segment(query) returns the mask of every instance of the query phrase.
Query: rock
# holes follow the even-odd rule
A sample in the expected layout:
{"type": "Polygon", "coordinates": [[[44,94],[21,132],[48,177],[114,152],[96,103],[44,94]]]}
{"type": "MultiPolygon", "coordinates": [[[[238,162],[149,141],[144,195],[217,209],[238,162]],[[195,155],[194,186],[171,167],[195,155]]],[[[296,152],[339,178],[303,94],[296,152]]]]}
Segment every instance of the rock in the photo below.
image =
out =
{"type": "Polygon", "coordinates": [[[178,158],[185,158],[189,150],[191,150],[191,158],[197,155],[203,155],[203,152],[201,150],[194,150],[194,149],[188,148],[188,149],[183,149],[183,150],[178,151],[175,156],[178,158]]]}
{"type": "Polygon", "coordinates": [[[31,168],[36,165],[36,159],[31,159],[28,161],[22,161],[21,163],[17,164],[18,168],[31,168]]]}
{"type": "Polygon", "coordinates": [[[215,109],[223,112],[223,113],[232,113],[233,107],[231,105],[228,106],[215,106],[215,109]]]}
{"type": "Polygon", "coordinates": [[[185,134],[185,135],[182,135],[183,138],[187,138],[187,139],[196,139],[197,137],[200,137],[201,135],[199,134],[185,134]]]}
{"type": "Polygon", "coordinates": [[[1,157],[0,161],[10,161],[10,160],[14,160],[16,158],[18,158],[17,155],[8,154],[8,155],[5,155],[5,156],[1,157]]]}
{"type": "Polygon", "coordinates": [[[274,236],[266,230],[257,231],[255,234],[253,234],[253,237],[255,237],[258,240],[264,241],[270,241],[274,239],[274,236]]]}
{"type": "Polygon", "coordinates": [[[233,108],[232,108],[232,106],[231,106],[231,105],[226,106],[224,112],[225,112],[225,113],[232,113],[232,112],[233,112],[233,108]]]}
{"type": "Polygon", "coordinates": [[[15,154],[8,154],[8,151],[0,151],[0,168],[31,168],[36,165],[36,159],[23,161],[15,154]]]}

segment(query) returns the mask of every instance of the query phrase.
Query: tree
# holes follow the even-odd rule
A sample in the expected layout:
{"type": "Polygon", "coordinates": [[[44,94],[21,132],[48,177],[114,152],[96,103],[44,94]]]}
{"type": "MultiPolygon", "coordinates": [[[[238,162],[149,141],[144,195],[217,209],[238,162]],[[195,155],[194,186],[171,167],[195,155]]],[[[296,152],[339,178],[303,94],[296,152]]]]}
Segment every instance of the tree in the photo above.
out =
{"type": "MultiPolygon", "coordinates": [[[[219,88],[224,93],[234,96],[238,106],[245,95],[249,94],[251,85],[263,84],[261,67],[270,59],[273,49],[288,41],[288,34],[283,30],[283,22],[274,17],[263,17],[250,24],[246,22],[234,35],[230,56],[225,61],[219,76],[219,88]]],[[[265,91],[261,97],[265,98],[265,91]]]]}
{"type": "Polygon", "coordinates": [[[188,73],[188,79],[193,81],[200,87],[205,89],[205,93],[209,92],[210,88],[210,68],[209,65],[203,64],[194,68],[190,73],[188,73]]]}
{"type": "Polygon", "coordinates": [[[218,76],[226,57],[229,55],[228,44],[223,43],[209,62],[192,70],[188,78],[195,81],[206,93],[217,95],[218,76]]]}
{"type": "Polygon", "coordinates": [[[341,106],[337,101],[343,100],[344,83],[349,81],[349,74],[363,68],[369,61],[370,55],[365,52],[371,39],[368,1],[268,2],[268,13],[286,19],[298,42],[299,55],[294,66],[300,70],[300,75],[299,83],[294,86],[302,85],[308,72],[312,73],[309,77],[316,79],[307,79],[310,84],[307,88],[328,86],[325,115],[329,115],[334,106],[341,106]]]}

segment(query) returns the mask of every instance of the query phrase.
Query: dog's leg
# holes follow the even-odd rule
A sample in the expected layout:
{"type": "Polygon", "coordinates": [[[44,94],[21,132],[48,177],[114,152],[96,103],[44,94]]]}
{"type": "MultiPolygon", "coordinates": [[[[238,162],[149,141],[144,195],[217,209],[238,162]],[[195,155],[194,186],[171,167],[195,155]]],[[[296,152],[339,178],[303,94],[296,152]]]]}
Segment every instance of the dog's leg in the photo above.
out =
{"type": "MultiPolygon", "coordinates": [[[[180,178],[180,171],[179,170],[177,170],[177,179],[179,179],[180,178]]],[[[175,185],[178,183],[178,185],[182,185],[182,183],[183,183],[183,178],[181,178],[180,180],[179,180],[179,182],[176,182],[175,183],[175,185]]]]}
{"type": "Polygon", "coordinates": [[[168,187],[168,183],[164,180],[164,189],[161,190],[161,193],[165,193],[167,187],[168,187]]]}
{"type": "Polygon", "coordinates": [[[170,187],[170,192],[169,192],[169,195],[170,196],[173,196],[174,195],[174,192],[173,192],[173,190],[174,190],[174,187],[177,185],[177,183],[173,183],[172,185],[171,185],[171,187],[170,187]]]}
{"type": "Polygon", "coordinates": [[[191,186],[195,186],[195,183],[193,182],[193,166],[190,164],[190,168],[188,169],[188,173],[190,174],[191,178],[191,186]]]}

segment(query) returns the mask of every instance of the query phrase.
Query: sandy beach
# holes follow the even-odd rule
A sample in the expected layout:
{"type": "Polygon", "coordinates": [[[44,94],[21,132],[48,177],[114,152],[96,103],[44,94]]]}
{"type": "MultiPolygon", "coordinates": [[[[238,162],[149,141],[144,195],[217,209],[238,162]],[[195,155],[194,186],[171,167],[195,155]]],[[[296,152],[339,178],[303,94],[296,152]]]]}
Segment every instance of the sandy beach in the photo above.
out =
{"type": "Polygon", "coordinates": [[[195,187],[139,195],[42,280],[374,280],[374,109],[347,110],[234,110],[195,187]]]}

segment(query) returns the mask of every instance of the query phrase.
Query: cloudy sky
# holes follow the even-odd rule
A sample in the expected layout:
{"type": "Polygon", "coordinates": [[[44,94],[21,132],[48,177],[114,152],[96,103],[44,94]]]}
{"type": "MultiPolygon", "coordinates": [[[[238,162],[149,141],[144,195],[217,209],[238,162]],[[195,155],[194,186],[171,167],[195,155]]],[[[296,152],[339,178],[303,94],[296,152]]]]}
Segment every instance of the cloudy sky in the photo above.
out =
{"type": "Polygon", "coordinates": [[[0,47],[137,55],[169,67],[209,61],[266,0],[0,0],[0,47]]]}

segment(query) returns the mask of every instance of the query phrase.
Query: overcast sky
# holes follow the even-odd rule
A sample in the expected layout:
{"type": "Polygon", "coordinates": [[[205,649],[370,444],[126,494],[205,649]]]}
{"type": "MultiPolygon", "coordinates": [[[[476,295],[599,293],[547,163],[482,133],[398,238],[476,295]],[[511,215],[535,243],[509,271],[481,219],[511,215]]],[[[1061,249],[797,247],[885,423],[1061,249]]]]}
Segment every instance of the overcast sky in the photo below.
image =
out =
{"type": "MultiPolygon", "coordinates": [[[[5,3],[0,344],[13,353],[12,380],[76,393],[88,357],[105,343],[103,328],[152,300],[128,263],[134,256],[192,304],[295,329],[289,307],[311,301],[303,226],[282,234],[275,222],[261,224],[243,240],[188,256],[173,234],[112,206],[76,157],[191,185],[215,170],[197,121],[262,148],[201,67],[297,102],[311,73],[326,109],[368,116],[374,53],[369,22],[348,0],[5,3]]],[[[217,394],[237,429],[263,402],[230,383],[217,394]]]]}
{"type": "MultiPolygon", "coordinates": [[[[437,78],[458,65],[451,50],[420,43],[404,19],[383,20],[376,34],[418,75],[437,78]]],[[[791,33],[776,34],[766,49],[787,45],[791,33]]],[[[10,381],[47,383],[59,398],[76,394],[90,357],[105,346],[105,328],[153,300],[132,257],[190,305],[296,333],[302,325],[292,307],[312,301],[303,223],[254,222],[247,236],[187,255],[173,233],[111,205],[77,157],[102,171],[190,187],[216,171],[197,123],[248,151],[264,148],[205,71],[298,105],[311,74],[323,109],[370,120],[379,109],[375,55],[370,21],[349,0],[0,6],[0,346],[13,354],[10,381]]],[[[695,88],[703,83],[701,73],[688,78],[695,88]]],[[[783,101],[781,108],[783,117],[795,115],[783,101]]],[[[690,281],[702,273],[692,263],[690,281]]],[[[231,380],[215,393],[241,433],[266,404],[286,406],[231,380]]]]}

## About this exercise
Count up the lines in the entries that hold "sandy", and respond with that count and no other text.

## Final answer
2